Reading passage:
The bow of musement

Musement is a species of cognitive play. All play occurs in the fertile space that arises between that which is determinate and a vague indeterminacy. In this sense, play is always parasitic on some determinate thing; it is the play of “this or that,” never free play pure and simple. There is no game without rules, no dance without gravity, no music if the bow of the violin slides over unfastened strings.

Michael Raposa, Theosemiotic, p. 228

Remembrance

Remembrance Day, as we call it in Canada, is intended mainly for honoring the veterans of what we call the “World Wars.” To observe it properly, we ought to see those wars in their context – which is also the context of the 26th UN Climate Change Conference of the Parties (COP26) now winding up (or down) in Glasgow. To give us a glimpse of it, George Monbiot “crudely summarized” the story of the past 500 years in his blog post yesterday. That history has brought us to the ecological, economic, energy and equity crises we face today, and living through them will be a far greater challenge than living through those wars, devastating as they were. We have less than a decade to turn that story around.

There’s another kind of remembrance that we ought to engage in every day. In Turning Signs i call it mindfulness.

Dataset content:
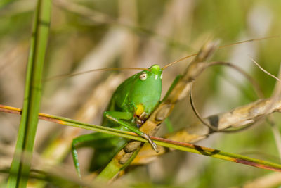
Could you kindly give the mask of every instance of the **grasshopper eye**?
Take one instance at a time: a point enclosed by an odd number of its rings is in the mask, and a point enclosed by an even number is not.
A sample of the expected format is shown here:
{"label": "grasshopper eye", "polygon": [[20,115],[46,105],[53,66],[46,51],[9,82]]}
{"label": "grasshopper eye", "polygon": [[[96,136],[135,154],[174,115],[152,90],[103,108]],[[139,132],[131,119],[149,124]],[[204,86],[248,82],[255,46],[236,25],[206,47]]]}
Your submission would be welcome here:
{"label": "grasshopper eye", "polygon": [[142,73],[142,74],[140,75],[140,80],[142,80],[142,81],[145,80],[146,80],[146,73]]}

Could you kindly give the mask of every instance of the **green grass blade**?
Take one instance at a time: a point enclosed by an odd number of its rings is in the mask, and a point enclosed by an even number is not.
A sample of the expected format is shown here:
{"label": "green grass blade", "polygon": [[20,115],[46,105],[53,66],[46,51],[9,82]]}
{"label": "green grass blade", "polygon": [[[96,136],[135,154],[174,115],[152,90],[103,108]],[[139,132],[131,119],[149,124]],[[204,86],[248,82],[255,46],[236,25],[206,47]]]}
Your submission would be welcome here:
{"label": "green grass blade", "polygon": [[27,177],[30,170],[31,155],[38,123],[41,75],[49,30],[51,5],[50,0],[39,0],[35,10],[22,118],[7,187],[25,187]]}
{"label": "green grass blade", "polygon": [[[16,114],[20,114],[21,110],[20,108],[4,106],[0,104],[0,111],[13,113]],[[148,141],[142,137],[137,136],[135,133],[130,132],[122,131],[119,130],[115,130],[110,127],[103,127],[100,125],[91,125],[88,123],[84,123],[74,120],[68,119],[63,117],[55,116],[52,115],[48,115],[46,113],[39,113],[39,118],[45,120],[55,122],[61,125],[69,125],[76,127],[80,127],[84,129],[87,129],[90,130],[97,131],[100,132],[103,132],[105,134],[110,134],[112,135],[122,137],[127,139],[138,140],[143,142],[147,142]],[[210,148],[207,148],[204,146],[200,146],[192,144],[175,142],[169,140],[167,139],[163,139],[159,137],[151,137],[154,142],[158,145],[163,146],[165,147],[173,148],[178,150],[181,150],[184,151],[195,153],[200,155],[204,155],[207,156],[211,156],[214,158],[217,158],[220,159],[223,159],[226,161],[235,162],[238,163],[245,164],[248,165],[251,165],[263,169],[268,169],[273,171],[281,172],[281,165],[274,163],[268,162],[263,160],[259,160],[256,158],[249,158],[242,155],[234,154],[231,153],[224,152],[218,149],[214,149]],[[114,172],[118,172],[118,166],[115,165],[118,163],[118,161],[110,162],[108,167],[112,168],[111,170],[105,170],[107,173],[105,175],[105,179],[110,179],[113,177]],[[108,172],[112,172],[112,174],[108,174]],[[103,175],[103,173],[101,174]],[[105,179],[102,178],[102,179]]]}

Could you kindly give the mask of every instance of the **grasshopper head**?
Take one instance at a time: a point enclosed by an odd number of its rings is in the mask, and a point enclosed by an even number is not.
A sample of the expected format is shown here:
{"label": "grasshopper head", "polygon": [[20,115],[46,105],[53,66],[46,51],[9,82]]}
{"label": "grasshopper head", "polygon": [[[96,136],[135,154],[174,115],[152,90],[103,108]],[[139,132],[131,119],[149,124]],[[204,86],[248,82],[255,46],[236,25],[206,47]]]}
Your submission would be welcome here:
{"label": "grasshopper head", "polygon": [[149,70],[136,75],[128,96],[134,107],[134,115],[142,121],[149,117],[161,97],[162,70],[158,65]]}

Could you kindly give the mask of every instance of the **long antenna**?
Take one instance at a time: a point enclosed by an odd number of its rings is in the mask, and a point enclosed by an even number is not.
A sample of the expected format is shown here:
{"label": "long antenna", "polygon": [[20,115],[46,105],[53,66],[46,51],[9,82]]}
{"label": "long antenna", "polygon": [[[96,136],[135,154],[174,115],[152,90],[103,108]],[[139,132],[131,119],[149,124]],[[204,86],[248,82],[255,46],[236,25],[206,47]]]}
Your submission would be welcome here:
{"label": "long antenna", "polygon": [[148,70],[150,71],[148,68],[98,68],[98,69],[92,69],[92,70],[89,70],[86,71],[82,71],[77,73],[67,73],[67,74],[63,74],[63,75],[59,75],[51,77],[48,77],[45,80],[44,80],[44,82],[46,81],[50,81],[53,80],[55,80],[58,78],[62,78],[62,77],[74,77],[74,76],[77,76],[83,74],[86,74],[95,71],[107,71],[107,70]]}
{"label": "long antenna", "polygon": [[[223,48],[231,46],[233,46],[233,45],[236,45],[236,44],[242,44],[242,43],[246,43],[246,42],[249,42],[263,40],[263,39],[272,39],[272,38],[280,38],[280,36],[277,35],[277,36],[270,36],[270,37],[263,37],[263,38],[258,38],[258,39],[249,39],[249,40],[244,40],[244,41],[240,41],[240,42],[235,42],[235,43],[233,43],[233,44],[230,44],[223,45],[223,46],[219,46],[218,49],[223,49]],[[174,64],[175,64],[175,63],[178,63],[178,62],[179,62],[179,61],[183,61],[183,60],[189,58],[190,57],[195,56],[196,56],[197,54],[198,54],[198,53],[189,55],[189,56],[188,56],[181,58],[178,59],[178,60],[177,60],[177,61],[174,61],[174,62],[172,62],[172,63],[169,63],[168,65],[164,65],[164,66],[162,68],[162,70],[164,70],[165,68],[168,68],[168,67],[169,67],[169,66],[171,66],[171,65],[174,65]]]}

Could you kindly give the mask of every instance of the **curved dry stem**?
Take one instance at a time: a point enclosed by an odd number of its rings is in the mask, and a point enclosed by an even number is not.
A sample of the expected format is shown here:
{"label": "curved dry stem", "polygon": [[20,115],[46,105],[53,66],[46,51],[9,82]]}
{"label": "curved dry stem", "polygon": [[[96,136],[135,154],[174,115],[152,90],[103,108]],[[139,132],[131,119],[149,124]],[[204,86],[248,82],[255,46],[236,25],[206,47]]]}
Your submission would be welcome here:
{"label": "curved dry stem", "polygon": [[[232,68],[234,68],[235,70],[236,70],[237,71],[238,71],[239,73],[240,73],[242,75],[243,75],[254,86],[254,88],[255,89],[256,94],[259,96],[260,97],[263,97],[263,94],[261,92],[261,87],[259,87],[259,84],[254,80],[254,78],[252,78],[248,73],[247,73],[245,71],[244,71],[242,69],[240,68],[239,67],[230,63],[228,63],[228,62],[212,62],[209,64],[207,64],[206,65],[206,67],[204,68],[204,70],[205,70],[207,68],[209,68],[211,66],[214,66],[214,65],[225,65],[225,66],[228,66]],[[202,73],[203,71],[201,73]],[[209,123],[208,123],[207,121],[205,120],[205,119],[204,118],[202,118],[201,116],[201,115],[199,113],[198,111],[196,109],[195,106],[193,102],[193,99],[192,99],[192,86],[190,87],[190,104],[191,104],[191,107],[194,111],[194,113],[195,113],[196,116],[198,118],[198,119],[201,121],[201,123],[207,126],[209,129],[212,130],[214,132],[224,132],[224,133],[232,133],[232,132],[240,132],[242,130],[244,130],[247,128],[249,128],[250,127],[251,127],[252,125],[254,125],[255,123],[253,124],[249,124],[247,125],[244,127],[240,127],[238,129],[235,129],[235,130],[220,130],[218,129],[217,127],[211,125]],[[209,133],[208,134],[209,134]]]}

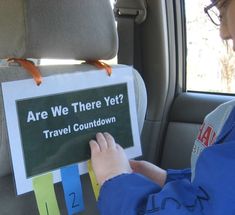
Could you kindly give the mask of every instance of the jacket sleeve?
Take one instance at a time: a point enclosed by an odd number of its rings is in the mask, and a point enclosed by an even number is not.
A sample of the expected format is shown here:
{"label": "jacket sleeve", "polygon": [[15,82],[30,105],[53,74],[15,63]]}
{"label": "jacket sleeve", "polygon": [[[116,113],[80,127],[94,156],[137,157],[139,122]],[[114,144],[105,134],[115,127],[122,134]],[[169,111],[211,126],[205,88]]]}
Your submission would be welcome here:
{"label": "jacket sleeve", "polygon": [[142,175],[123,174],[104,183],[98,207],[101,215],[198,215],[200,198],[207,195],[187,179],[161,188]]}
{"label": "jacket sleeve", "polygon": [[167,170],[167,178],[166,183],[180,180],[180,179],[186,179],[191,180],[191,169],[168,169]]}
{"label": "jacket sleeve", "polygon": [[148,196],[161,187],[139,174],[122,174],[106,181],[100,190],[101,215],[144,214]]}

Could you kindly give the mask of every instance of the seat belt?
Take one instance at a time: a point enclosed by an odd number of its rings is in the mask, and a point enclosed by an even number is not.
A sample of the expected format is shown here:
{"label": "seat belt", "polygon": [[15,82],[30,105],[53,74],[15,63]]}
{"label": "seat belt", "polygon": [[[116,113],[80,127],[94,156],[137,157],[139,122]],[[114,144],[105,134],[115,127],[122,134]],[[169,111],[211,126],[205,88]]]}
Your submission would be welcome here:
{"label": "seat belt", "polygon": [[141,24],[145,21],[146,8],[146,0],[116,0],[114,4],[119,38],[119,64],[134,64],[135,24]]}

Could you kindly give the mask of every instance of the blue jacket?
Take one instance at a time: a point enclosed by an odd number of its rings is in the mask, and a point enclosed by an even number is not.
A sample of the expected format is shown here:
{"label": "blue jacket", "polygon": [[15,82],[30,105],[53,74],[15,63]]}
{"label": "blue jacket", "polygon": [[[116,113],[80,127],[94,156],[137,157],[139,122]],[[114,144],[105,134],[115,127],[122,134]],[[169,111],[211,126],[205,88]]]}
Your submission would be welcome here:
{"label": "blue jacket", "polygon": [[168,170],[163,188],[139,174],[123,174],[106,181],[98,207],[102,215],[234,215],[235,109],[215,143],[190,169]]}

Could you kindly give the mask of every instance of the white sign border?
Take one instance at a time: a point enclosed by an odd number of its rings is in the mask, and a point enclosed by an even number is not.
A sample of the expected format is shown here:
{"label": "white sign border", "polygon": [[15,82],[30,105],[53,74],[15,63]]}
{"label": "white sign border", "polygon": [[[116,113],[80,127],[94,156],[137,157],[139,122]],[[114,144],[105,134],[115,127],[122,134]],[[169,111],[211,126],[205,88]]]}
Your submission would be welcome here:
{"label": "white sign border", "polygon": [[[16,101],[20,99],[66,93],[74,90],[84,90],[120,83],[127,83],[134,146],[125,149],[125,151],[128,158],[131,159],[142,154],[135,103],[134,80],[132,73],[132,68],[126,66],[113,68],[111,76],[108,76],[104,70],[92,70],[87,72],[77,71],[74,73],[63,73],[59,75],[57,74],[48,76],[43,78],[43,82],[40,86],[37,86],[31,79],[2,83],[6,123],[17,195],[32,191],[33,186],[32,178],[26,177]],[[58,85],[58,83],[61,84]],[[86,161],[81,162],[78,165],[80,174],[85,174],[88,172]],[[53,173],[53,182],[60,182],[60,170],[57,169],[51,172]]]}

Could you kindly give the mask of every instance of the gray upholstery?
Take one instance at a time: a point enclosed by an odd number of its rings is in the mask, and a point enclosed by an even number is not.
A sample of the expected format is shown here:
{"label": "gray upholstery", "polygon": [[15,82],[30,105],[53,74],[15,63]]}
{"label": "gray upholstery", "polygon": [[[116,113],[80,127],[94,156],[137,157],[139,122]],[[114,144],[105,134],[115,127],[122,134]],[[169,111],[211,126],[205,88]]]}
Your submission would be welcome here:
{"label": "gray upholstery", "polygon": [[110,59],[117,33],[108,0],[2,0],[0,59]]}
{"label": "gray upholstery", "polygon": [[[117,52],[117,32],[109,0],[3,0],[0,4],[0,59],[110,59]],[[121,65],[119,65],[121,66]],[[43,77],[86,72],[91,65],[40,66]],[[32,78],[18,65],[0,66],[0,83]],[[144,82],[133,69],[139,130],[147,96]],[[1,94],[0,94],[0,97]],[[16,197],[3,103],[0,103],[0,214],[38,214],[33,192]],[[82,176],[85,211],[98,214],[88,175]],[[61,214],[66,214],[61,183],[55,185]]]}

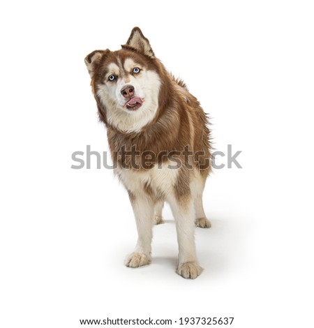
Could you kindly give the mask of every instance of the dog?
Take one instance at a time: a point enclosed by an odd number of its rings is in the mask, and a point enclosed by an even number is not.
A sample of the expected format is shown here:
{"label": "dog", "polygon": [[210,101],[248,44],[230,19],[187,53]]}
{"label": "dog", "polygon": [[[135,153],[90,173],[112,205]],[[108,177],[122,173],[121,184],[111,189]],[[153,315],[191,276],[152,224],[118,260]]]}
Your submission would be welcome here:
{"label": "dog", "polygon": [[153,225],[163,222],[166,201],[176,223],[177,272],[197,277],[202,268],[194,226],[211,226],[202,200],[211,170],[207,115],[184,82],[155,56],[138,27],[121,49],[95,50],[85,64],[114,172],[128,191],[137,223],[137,242],[126,265],[151,262]]}

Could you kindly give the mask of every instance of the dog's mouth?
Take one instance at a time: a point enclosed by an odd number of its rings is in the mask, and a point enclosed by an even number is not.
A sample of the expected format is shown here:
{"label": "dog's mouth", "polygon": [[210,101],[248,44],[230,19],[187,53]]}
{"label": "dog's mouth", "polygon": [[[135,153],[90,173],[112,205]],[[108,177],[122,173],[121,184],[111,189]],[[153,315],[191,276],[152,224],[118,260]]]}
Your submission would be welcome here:
{"label": "dog's mouth", "polygon": [[129,110],[138,110],[144,102],[144,99],[142,99],[140,97],[133,97],[129,99],[125,104],[126,107]]}

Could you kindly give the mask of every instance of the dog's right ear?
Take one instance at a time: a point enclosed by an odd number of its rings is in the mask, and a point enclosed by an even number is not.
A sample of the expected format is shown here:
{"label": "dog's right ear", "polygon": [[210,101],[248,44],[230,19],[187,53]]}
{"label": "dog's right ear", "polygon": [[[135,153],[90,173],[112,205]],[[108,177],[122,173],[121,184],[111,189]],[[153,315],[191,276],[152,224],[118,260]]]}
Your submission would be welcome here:
{"label": "dog's right ear", "polygon": [[107,50],[95,50],[85,57],[85,64],[91,78],[93,78],[95,71],[106,51]]}

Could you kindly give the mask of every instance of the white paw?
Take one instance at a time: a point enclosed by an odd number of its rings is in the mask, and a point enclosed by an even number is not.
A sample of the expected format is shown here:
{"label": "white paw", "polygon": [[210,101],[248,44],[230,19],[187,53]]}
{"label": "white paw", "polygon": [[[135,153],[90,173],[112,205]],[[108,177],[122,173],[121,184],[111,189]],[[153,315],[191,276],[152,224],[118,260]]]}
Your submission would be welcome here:
{"label": "white paw", "polygon": [[143,265],[147,265],[151,262],[149,257],[140,253],[132,253],[126,260],[125,264],[127,267],[137,268]]}
{"label": "white paw", "polygon": [[200,218],[195,220],[195,225],[200,228],[211,228],[211,225],[206,218]]}
{"label": "white paw", "polygon": [[163,223],[163,218],[158,215],[156,215],[154,218],[154,222],[155,224],[161,224]]}
{"label": "white paw", "polygon": [[195,279],[203,269],[195,262],[186,262],[179,264],[177,273],[184,278]]}

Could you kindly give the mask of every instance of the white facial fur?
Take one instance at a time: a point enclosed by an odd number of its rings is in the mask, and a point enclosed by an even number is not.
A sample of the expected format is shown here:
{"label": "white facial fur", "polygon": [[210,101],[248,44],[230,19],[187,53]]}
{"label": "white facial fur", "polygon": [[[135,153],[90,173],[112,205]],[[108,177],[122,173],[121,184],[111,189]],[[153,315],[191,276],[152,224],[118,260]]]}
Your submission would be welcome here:
{"label": "white facial fur", "polygon": [[[142,69],[138,75],[129,74],[135,67]],[[107,109],[108,123],[125,133],[139,132],[153,120],[158,107],[158,94],[160,80],[156,72],[146,70],[131,59],[127,59],[124,66],[112,63],[108,66],[109,73],[104,83],[98,86],[97,96]],[[113,82],[107,77],[117,77]],[[121,94],[121,89],[127,84],[134,87],[135,96],[144,100],[137,110],[129,110],[124,104],[127,100]]]}

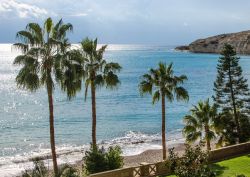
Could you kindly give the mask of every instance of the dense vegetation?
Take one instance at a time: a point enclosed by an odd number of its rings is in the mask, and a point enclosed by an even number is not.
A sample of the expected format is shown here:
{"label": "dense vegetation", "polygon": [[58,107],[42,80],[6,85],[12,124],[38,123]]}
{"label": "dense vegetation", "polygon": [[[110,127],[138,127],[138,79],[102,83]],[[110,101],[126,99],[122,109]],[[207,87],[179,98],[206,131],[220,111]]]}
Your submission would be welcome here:
{"label": "dense vegetation", "polygon": [[157,69],[150,69],[148,74],[142,76],[142,81],[140,82],[139,89],[140,93],[143,95],[149,93],[153,95],[153,104],[161,99],[161,109],[162,109],[162,154],[163,160],[166,159],[166,101],[167,99],[170,103],[176,98],[179,100],[188,100],[188,92],[181,85],[187,80],[187,76],[175,76],[173,71],[173,64],[166,65],[165,63],[159,63]]}
{"label": "dense vegetation", "polygon": [[202,145],[186,145],[182,156],[175,153],[174,148],[170,149],[167,166],[178,177],[215,177],[208,164],[208,153],[202,151]]}
{"label": "dense vegetation", "polygon": [[[55,85],[73,98],[85,85],[85,99],[88,89],[91,90],[92,101],[92,145],[84,157],[84,169],[88,173],[120,168],[123,166],[121,149],[110,147],[107,151],[99,149],[96,140],[96,91],[97,88],[116,88],[120,84],[117,73],[121,70],[119,63],[108,63],[104,58],[107,45],[97,47],[97,39],[84,39],[80,47],[72,49],[67,38],[73,26],[64,24],[62,20],[53,23],[51,18],[45,20],[43,26],[29,23],[25,30],[17,33],[19,43],[14,44],[22,54],[14,60],[20,65],[16,76],[18,87],[31,92],[40,87],[47,90],[50,125],[50,144],[53,160],[54,176],[77,177],[78,173],[70,166],[58,168],[54,133],[53,91]],[[217,145],[225,146],[250,139],[250,91],[247,80],[242,76],[239,57],[234,48],[225,45],[217,66],[218,74],[214,83],[214,103],[209,100],[200,101],[184,117],[183,134],[188,143],[200,140],[206,142],[207,150],[211,150],[211,141],[217,139]],[[173,64],[160,62],[156,69],[150,69],[141,77],[139,90],[141,95],[152,95],[153,104],[161,100],[162,111],[162,149],[166,159],[166,101],[188,101],[188,91],[183,87],[187,80],[185,75],[174,75]],[[196,160],[195,160],[196,159]],[[200,147],[186,147],[183,158],[170,152],[173,171],[178,176],[213,176],[207,166],[207,157]],[[195,163],[194,163],[195,162]],[[48,172],[44,164],[34,161],[34,170],[26,171],[25,177],[46,176]],[[174,164],[174,165],[173,165]],[[189,175],[188,175],[189,174]]]}

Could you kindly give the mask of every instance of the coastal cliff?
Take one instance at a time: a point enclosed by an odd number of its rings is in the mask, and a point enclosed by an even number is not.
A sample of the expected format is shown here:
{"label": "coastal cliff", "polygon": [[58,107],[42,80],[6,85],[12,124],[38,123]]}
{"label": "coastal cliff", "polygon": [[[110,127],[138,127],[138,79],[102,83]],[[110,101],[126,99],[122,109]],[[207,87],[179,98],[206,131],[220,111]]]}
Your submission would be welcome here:
{"label": "coastal cliff", "polygon": [[[238,54],[250,54],[250,30],[198,39],[185,46],[185,50],[193,53],[220,53],[225,44],[234,46]],[[176,50],[183,49],[184,46],[176,47]]]}

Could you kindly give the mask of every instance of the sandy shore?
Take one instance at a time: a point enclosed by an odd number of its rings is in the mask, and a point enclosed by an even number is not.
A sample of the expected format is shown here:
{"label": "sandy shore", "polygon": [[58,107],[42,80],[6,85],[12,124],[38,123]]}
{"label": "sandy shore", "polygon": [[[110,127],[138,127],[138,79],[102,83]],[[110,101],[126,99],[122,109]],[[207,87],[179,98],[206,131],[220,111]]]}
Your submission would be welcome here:
{"label": "sandy shore", "polygon": [[[175,148],[175,152],[182,154],[185,150],[184,143],[170,145],[168,148]],[[162,150],[152,149],[133,156],[124,156],[124,167],[138,166],[142,162],[155,163],[162,160]]]}

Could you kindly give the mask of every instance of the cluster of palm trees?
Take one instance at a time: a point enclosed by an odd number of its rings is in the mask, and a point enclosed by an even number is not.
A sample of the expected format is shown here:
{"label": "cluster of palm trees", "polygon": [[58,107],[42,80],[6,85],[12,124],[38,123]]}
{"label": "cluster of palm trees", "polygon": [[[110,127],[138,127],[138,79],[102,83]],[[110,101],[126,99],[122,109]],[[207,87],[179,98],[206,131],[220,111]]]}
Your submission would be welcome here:
{"label": "cluster of palm trees", "polygon": [[80,48],[72,49],[67,34],[73,30],[70,23],[59,20],[56,24],[51,18],[45,20],[43,27],[37,23],[27,24],[25,30],[17,33],[19,43],[14,46],[22,54],[14,60],[21,68],[16,76],[18,87],[36,91],[44,86],[49,102],[50,144],[55,176],[58,165],[55,148],[53,91],[55,85],[67,93],[69,99],[81,90],[85,83],[85,100],[88,88],[92,98],[92,145],[96,146],[96,89],[105,86],[114,88],[120,83],[117,72],[118,63],[108,63],[103,59],[107,46],[97,47],[97,39],[85,39]]}
{"label": "cluster of palm trees", "polygon": [[[50,144],[54,174],[58,174],[57,156],[54,133],[53,91],[59,85],[66,92],[69,99],[76,96],[85,86],[85,100],[88,89],[92,101],[92,146],[97,146],[96,140],[96,89],[106,87],[116,88],[120,80],[117,73],[121,70],[118,63],[107,62],[104,52],[107,45],[98,47],[97,39],[84,39],[78,48],[73,49],[67,34],[73,30],[70,23],[59,20],[53,23],[51,18],[45,20],[41,27],[37,23],[29,23],[25,30],[17,33],[19,43],[15,47],[22,54],[14,60],[21,68],[16,76],[18,87],[36,91],[44,86],[47,90],[49,102]],[[183,87],[187,80],[185,75],[176,76],[173,64],[159,63],[156,69],[150,69],[141,77],[139,91],[141,95],[152,95],[152,103],[161,100],[162,106],[162,156],[166,159],[166,101],[188,101],[189,95]],[[210,141],[215,137],[213,118],[217,115],[215,106],[209,100],[199,102],[191,110],[191,114],[184,117],[186,126],[183,133],[188,142],[204,139],[207,149],[211,150]],[[203,135],[204,132],[204,135]]]}

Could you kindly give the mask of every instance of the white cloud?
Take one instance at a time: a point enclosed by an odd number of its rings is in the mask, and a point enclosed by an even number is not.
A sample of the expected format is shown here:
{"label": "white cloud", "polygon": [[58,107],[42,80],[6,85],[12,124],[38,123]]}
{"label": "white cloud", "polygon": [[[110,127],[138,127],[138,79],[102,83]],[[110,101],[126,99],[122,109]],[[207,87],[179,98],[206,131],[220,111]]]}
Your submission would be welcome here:
{"label": "white cloud", "polygon": [[85,17],[87,15],[88,15],[87,13],[75,13],[75,14],[72,14],[70,16],[72,16],[72,17]]}
{"label": "white cloud", "polygon": [[0,1],[0,16],[19,18],[38,18],[48,16],[50,13],[44,9],[35,5],[21,3],[17,0],[1,0]]}

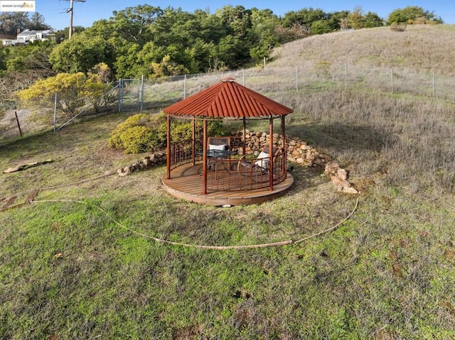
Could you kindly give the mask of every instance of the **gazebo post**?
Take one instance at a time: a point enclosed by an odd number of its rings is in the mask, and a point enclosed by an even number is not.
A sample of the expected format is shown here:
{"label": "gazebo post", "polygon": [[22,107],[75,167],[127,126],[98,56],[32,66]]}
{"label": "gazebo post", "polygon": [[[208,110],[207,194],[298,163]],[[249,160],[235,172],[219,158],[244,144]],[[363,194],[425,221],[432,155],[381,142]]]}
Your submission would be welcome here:
{"label": "gazebo post", "polygon": [[171,115],[168,114],[167,116],[167,124],[166,128],[166,153],[167,155],[166,156],[166,177],[168,180],[171,179],[171,158],[172,155],[171,154]]}
{"label": "gazebo post", "polygon": [[207,194],[207,119],[203,121],[203,180],[202,180],[202,194]]}
{"label": "gazebo post", "polygon": [[196,117],[193,118],[193,135],[192,135],[192,139],[193,139],[193,145],[191,146],[191,162],[193,163],[193,165],[194,165],[196,163]]}
{"label": "gazebo post", "polygon": [[274,162],[274,152],[273,152],[273,116],[270,116],[270,120],[269,121],[269,153],[270,153],[270,171],[269,171],[269,186],[270,187],[270,191],[273,190],[273,162]]}
{"label": "gazebo post", "polygon": [[284,174],[287,173],[287,149],[286,148],[286,120],[284,119],[284,116],[282,116],[282,136],[283,138],[282,138],[282,147],[284,150],[284,155],[283,155],[283,165],[282,166],[282,169]]}
{"label": "gazebo post", "polygon": [[245,148],[245,140],[246,140],[246,135],[247,135],[247,133],[245,132],[245,131],[247,130],[247,121],[246,121],[245,117],[243,117],[242,121],[243,121],[243,143],[242,143],[242,145],[243,145],[243,146],[242,146],[243,153],[242,155],[245,155],[245,152],[246,152],[246,148]]}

Problems:
**a.** Write out the passage on musement and remembrance starting with "Michael Raposa, Theosemiotic, p." and going on through "call it mindfulness.".
**b.** In one to three sentences, explain why the passage on musement and remembrance says that play is always parasitic on some determinate thing.

Task results:
**a.**
Michael Raposa, Theosemiotic, p. 228

Remembrance

Remembrance Day, as we call it in Canada, is intended mainly for honoring the veterans of what we call the “World Wars.” To observe it properly, we ought to see those wars in their context – which is also the context of the 26th UN Climate Change Conference of the Parties (COP26) now winding up (or down) in Glasgow. To give us a glimpse of it, George Monbiot “crudely summarized” the story of the past 500 years in his blog post yesterday. That history has brought us to the ecological, economic, energy and equity crises we face today, and living through them will be a far greater challenge than living through those wars, devastating as they were. We have less than a decade to turn that story around.

There’s another kind of remembrance that we ought to engage in every day. In Turning Signs i call it mindfulness.

**b.** All play occurs in the space that arises between something determinate and a vague indeterminacy, so play always depends on something determinate. That is why it is always the play of "this or that" and never free play pure and simple. The passage illustrates this with examples: there is no game without rules, no dance without gravity, and no music if the violin bow slides over unfastened strings.